29 Nisan 2024 Pazartesi / 21 Sevval 1445

Mustafa Kutlu’nun ilmihali

Dinin bir tecrübe olarak edebi bir metinde yer alması yeterince işlenmemiş bir tema. Mustafa Kutlu’nun İlmihal Yahut Arzuhal adlı yeni kitabı tam bu noktada okunması gereken özel bir kitap.

SUAVİ KEMAL YAZGIÇ12 Nisan 2018 Perşembe 07:00 - Güncelleme:
Mustafa Kutlu’nun ilmihali
“İlmihal” sadece bir malumat kitabı değildir. Mesela Mızraklı İlmihal namazı anlatırken bir Müslümanın dünyayı nasıl görmesi, kendini bu hayatta nasıl konumlaması gerektiği hakkında kapsamlı bilgi veren, sadece kuru bir malumatın ötesinde okuyucuya bir tecrübe olarak aktaran edebi bir metin olarak karşımıza çıkar.  Nitekim Mustafa Kutlu’nun kadim dostu İsmail Kara’nın İlmihal Yahut Arzuhal için kaleme aldığı “Bir İki Söz” başlıklı yazıda da “Bu tür metinlerden maksat bilgi aktarmak değil edebî bir üslupla dinî ve ahlakî bir hususu derinden hissettirmek ve duyurmak, belki daha önemlisi o mesele üzerine düşündürmektir; insanın kafasını ve gönlünü, aklını ve kalbini birlikte harekete geçirmektir; gözünü ve basiretini açmaktır; kainatı temaşayı öğretmek, Yüce Allah’ın hikmetinden sual olunmaz tecellilerine işaret etmektir.” diyerek benzer bir vurguda bulunuyor.
 
‘ŞÜKÜR ORUÇLUYUZ’
 
Hemen her Ramazan gündeme tekraren gelen “orucu neler bozar”ın bilgisinin ötesinde bir zenginlik içerir ilmihaller. “Allah’ım şükürler olsun oruçluyuz” demenin anlamını hissettirir çünkü onlar. Hissetmek ise bilmekten daha derin bir anlam taşır. Zira malumat zamanla unutulur, eninde sonunda hayatın bir parçası olmaktan çıkar yahut bir rafta hatırlanmayı bekler. Oysa hissedilen, tecrübe edilen bilgi dimağda daha uzun süre kalır ve hayatın bir parçası kılınması daha mümkündür. Meseleyi fıkhen değil ruhen tefsir etmesi ise konuya başka bir pencereden bakabilme şansı tanıyor okurlara.

Etiketli alan dış hat öğeleri

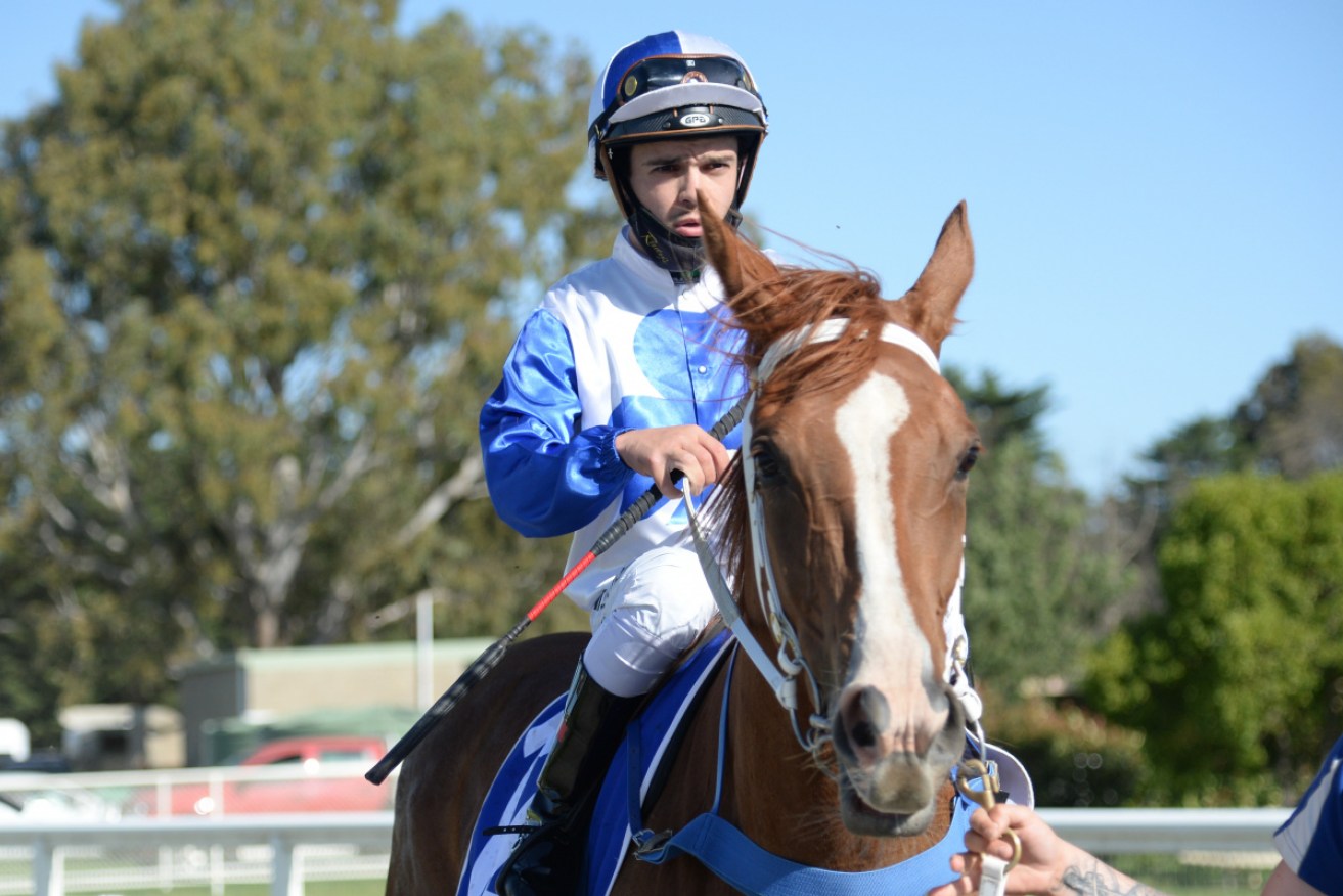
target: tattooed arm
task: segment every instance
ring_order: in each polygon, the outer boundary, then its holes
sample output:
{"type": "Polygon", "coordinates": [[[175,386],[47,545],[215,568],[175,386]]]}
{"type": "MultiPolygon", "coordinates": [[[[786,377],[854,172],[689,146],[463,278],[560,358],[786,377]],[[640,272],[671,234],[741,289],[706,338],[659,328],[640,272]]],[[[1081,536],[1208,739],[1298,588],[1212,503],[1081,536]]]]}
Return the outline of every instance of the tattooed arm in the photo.
{"type": "Polygon", "coordinates": [[[1002,833],[1011,827],[1021,837],[1021,864],[1007,876],[1007,893],[1057,896],[1162,896],[1160,891],[1139,884],[1054,833],[1026,806],[1010,803],[991,811],[975,810],[966,832],[968,852],[954,856],[952,870],[960,879],[939,887],[928,896],[958,896],[979,892],[979,853],[1007,860],[1011,846],[1002,833]]]}

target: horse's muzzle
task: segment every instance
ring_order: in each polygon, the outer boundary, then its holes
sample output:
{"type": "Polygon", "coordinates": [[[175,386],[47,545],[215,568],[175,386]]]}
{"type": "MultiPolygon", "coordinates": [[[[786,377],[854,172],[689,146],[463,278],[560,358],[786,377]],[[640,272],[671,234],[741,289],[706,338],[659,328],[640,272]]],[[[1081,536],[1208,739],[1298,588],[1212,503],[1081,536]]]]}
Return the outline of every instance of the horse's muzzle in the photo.
{"type": "Polygon", "coordinates": [[[839,810],[853,833],[917,834],[932,821],[935,798],[964,750],[966,712],[947,685],[921,709],[893,717],[870,685],[841,695],[831,724],[839,810]]]}

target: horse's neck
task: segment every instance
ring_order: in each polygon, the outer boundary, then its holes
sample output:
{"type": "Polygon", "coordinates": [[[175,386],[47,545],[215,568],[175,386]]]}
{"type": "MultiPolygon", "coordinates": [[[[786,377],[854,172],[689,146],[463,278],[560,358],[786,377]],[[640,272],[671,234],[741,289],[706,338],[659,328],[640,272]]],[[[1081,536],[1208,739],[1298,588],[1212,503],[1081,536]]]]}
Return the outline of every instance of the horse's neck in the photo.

Görevler:
- 1) Kayıtların başından "Return the outline of every instance of the tattooed" ifadesini içeren satıra kadar uzanan kısmı, iki ucu da dahil olmak üzere aynen yeniden yazınız. Resimleri yanıtınıza almayınız.
- 2) Mustafa Kutlu'nun ilmihali üzerine yazıyı kaldığı yerden sürdürünüz.

Görevlere Göre Yanıtlar:
- 1)
target: tattooed arm
task: segment every instance
ring_order: in each polygon, the outer boundary, then its holes
sample output:
{"type": "Polygon", "coordinates": [[[175,386],[47,545],[215,568],[175,386]]]}
{"type": "MultiPolygon", "coordinates": [[[[786,377],[854,172],[689,146],[463,278],[560,358],[786,377]],[[640,272],[671,234],[741,289],[706,338],[659,328],[640,272]]],[[[1081,536],[1208,739],[1298,588],[1212,503],[1081,536]]]]}
Return the outline of every instance of the tattooed arm in the photo.

- 2)
Bilgi kadar hatıralara da yer veriyor Kutlu, denemelerinde. Mesela hacla ilgili yazısı doğrudan doğruya bir hatıra yazısı. Hacca gitmeden önce kaleme alınan bölüm ile hacdan dönüşte kaleme alınan bölümü karşılaştırmak bir başka yazının konusu. Ancak gusülü anlatan yazıdaki hatıra, “mahrumiyetlerin” ve “mahcubiyetlerin” kaleme alınmasının ne kadar etkileyici sonuçları olabileceğine ilişkin özel bir metin. Mustafa Kutlu’nun samimiyetle ustalığı iç içe yaşatabilmesi her yazarın altından kalkabileceği bir maharet değil. Din ve hayatın iki ayrı alan olmadığını, dinin teolojik bir uzmanlık alanı olmanın çok ötesinde anlamlar taşıdığını farkedebilmek için bu tarz metinlere ihtiyacımız var. Aksi takdirde yalan söylemeyi, garibanı ezmeyi, yardım eli uzatmamayı kolayca günlük hayatımızın bir parçası haline getirebiliriz. “Bereket, rahmet, merhamet” gibi hayatın olmazsa olmaz dayanaklarını geçmişte yaşadığı varsayılan birer masal kahrmanı gibi algılamaya başlarsak teolojik bir kategoriye indirgediğimiz de din de elini, ayağını hayatımızdan çeker. Geriye ne bereket kalır, ne merhamet ve dolayısıyla Rahmet’ten de mahrum kalırız.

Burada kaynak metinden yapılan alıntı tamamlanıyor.